Natural-language object grounding data

■ ■ ■

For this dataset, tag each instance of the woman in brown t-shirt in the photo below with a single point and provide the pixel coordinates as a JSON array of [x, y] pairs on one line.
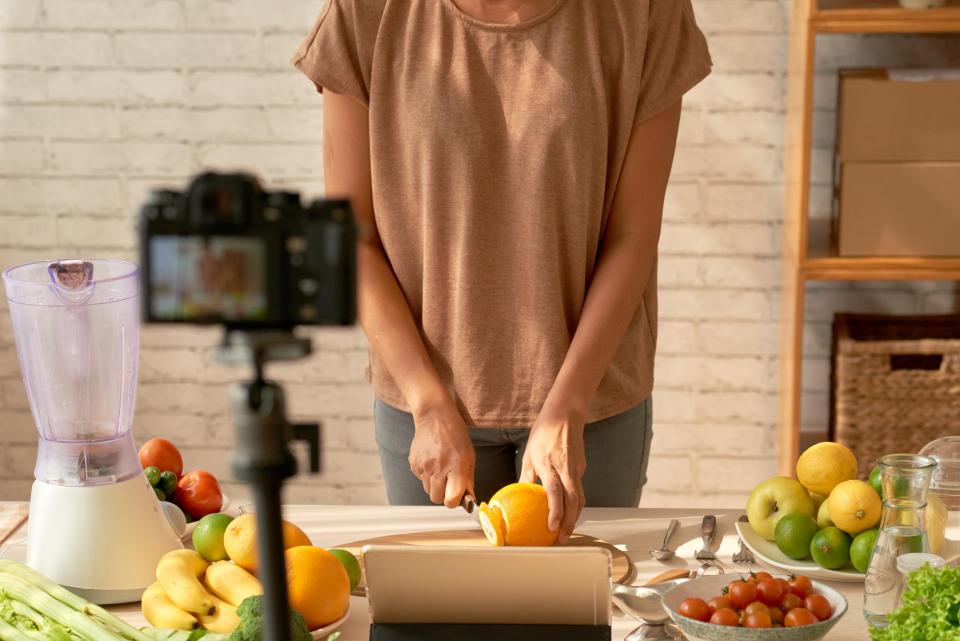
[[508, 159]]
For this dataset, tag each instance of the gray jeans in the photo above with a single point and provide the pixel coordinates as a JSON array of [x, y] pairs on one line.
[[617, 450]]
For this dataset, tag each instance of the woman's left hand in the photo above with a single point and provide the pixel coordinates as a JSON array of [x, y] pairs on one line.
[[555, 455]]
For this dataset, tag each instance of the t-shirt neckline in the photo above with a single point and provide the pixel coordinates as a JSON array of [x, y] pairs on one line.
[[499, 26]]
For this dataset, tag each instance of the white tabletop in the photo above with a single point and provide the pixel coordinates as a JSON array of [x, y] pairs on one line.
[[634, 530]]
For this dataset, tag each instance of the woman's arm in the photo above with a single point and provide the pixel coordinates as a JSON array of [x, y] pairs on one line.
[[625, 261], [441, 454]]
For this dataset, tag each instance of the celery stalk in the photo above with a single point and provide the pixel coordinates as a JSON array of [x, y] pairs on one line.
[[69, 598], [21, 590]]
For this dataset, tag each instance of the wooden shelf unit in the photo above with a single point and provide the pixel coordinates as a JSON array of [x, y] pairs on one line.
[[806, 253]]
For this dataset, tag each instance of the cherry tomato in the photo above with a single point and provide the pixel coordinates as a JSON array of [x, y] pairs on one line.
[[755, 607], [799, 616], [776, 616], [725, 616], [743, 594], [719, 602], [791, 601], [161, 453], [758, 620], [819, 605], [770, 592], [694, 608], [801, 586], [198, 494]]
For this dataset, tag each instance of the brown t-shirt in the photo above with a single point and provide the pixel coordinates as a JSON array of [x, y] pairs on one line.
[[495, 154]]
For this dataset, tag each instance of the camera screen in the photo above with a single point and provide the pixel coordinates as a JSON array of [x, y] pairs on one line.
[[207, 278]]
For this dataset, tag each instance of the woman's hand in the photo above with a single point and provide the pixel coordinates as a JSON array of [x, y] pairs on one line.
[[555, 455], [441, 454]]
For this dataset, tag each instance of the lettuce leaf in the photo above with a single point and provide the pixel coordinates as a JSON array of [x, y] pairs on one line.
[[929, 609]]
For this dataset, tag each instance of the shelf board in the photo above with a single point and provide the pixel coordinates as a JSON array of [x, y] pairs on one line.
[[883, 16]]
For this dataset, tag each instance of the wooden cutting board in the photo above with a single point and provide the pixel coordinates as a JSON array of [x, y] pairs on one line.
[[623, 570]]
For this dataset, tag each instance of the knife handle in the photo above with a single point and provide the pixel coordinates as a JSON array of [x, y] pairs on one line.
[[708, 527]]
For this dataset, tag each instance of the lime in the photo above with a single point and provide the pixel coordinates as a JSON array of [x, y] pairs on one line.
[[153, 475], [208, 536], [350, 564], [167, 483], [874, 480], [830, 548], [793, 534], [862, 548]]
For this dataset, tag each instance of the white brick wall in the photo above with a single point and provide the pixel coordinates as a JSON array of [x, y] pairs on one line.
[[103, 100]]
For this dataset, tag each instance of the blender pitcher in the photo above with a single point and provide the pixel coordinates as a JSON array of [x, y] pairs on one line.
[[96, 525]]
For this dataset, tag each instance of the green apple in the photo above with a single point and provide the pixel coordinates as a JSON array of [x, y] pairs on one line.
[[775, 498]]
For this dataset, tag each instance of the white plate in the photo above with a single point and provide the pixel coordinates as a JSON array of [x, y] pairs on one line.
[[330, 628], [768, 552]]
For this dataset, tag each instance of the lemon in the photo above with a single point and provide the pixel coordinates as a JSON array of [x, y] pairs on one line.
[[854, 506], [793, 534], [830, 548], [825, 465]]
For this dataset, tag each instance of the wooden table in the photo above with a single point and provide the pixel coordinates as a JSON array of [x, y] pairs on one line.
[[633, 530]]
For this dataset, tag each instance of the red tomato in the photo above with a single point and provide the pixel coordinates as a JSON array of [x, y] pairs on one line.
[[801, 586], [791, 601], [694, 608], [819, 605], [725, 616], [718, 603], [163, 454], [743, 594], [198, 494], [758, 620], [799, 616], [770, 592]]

■ ■ ■

The copy you write must hold every record verbatim and none of the pictures.

For this dataset, tag each instance of the woman in brown t-shirt in the photo below with a single point and provide the pixel coordinates as a JSON array of [x, y] pairs on one line.
[[508, 159]]
For this dataset, tag each instance of the gray jeans in the photo above with a single point and provide the pixel coordinates as a JSON array of [x, y] pairs on one line.
[[617, 450]]
For this dataset, tag each instance of the woman's left hand in the photo above with a single point and provide the pixel coordinates as a JSON array of [x, y] pairs on one line.
[[555, 455]]
For this dataset, tag each instance of the t-shirt neckline in the photo above with a single point and provide the pixel coordinates as a JSON array of [x, y] pairs on one line.
[[499, 26]]
For this dataset, tag each instance of the white tabletop in the photo above with a single point and provide the pixel coordinates as a JSON array of [x, y] pairs on one line.
[[634, 530]]
For this dataset, tag each instance of the woman's arm in the photo above with a single point and provide the pixel coordinates as a JSON array of [x, y] pairs on one line.
[[625, 261], [441, 454]]
For this dataset, tag each instance of the celery stalk in the photo above with a single point and provide the pixel coordinates as a JSON array of [x, y] pairs on one line.
[[69, 598], [21, 590]]
For this dataset, tag each instance of the wooden shelf unit in the photo above with a single point and provide the pixel coordinates as a JSON array of [x, y] pairs on one line.
[[806, 253]]
For this dataset, tag each instance of the cherry tomato in the photo above with a single point and provide the pixel coordinates as a JSON array of [x, y] pairs on one line.
[[755, 607], [799, 616], [776, 616], [725, 616], [743, 594], [719, 602], [791, 601], [161, 453], [758, 620], [819, 605], [770, 592], [694, 608], [801, 586], [198, 494]]
For this dataset, tag each instance of the brown t-shirt in the photo above with a single point and provide the pixel coordinates as a JSON array of [x, y] pairs on one line.
[[495, 154]]
For this dataset, tag each instance of the camera screen in the photo above with a single point and provide the pixel coordinates as a JSON array of [x, y] pairs on one line.
[[207, 278]]
For this dataset, tag each instance of the woman's hand in the photo above with a single point and provide the pixel coordinates as a JSON array of [x, y] pairs on one line.
[[555, 455], [441, 454]]
For this dataset, tag each instance of the lettuce leaf in the photo above with a single point and provide the pixel coordinates as a JSON array of [x, y] pairs on one line.
[[929, 609]]
For this dataset, tag each instance of the shelf board in the photo above with a single point and provide the pixel coordinates as a JSON array of [x, y] pairs on one line.
[[883, 16]]
For this dataset, tag each instance of the wooden cutting board in the photo above with a single point and provide the pixel coordinates as a JSON array of [x, y] pairs on one line.
[[623, 570]]
For this dataset, tag each instance of the knife handle in the photo above with a single point and provide the pixel coordinates as a JSON array of [x, y] pairs on one line.
[[708, 527]]
For this dataset, tag each instance of the lime in the photo above with a single point and provide the pixel coordinates as a JSON array of [x, y] pairs on one line.
[[153, 475], [208, 536], [350, 564], [167, 483], [874, 480], [830, 548], [793, 534], [862, 548]]
For this dataset, tag each instance of the white brick wall in the photo above with a single point and provide the pixel coordinates as a JSON array of [x, y] pairs on one line.
[[103, 100]]
For this dataset, tag each instance of the blender pitcher in the photo above with a single point and provide the pixel coordinates as a JSON array of [x, y] pairs on one line.
[[96, 525]]
For this dataset, tag each instance of the green apple in the photo above with a single point and provide the pixel coordinates as a JSON array of [x, y] pairs on one line.
[[775, 498]]
For this dataset, tag each instance of the white plate in the photo above with a single point and provide the pixel coordinates as a JSON array of [x, y] pairs on one line.
[[330, 628], [768, 552]]
For this dataset, tag each instance of the lemon in the photo above with a single point and provide the pixel coordinates as a JSON array of [x, y] pairs on one line.
[[854, 506], [793, 534], [830, 548], [825, 465]]
For this dataset, tag each instance of the wooden table in the photo above with a single point and provide the pixel coordinates as a JSON array of [x, y] pairs on one line.
[[633, 530]]
For this dataset, tag each instance of the red tomato in the photo above with a single point and provide the pixel coordinates as a JSON array of [x, y] pairs on one line.
[[801, 586], [791, 601], [694, 608], [819, 605], [725, 616], [718, 603], [163, 454], [743, 594], [198, 494], [758, 620], [799, 616], [770, 592]]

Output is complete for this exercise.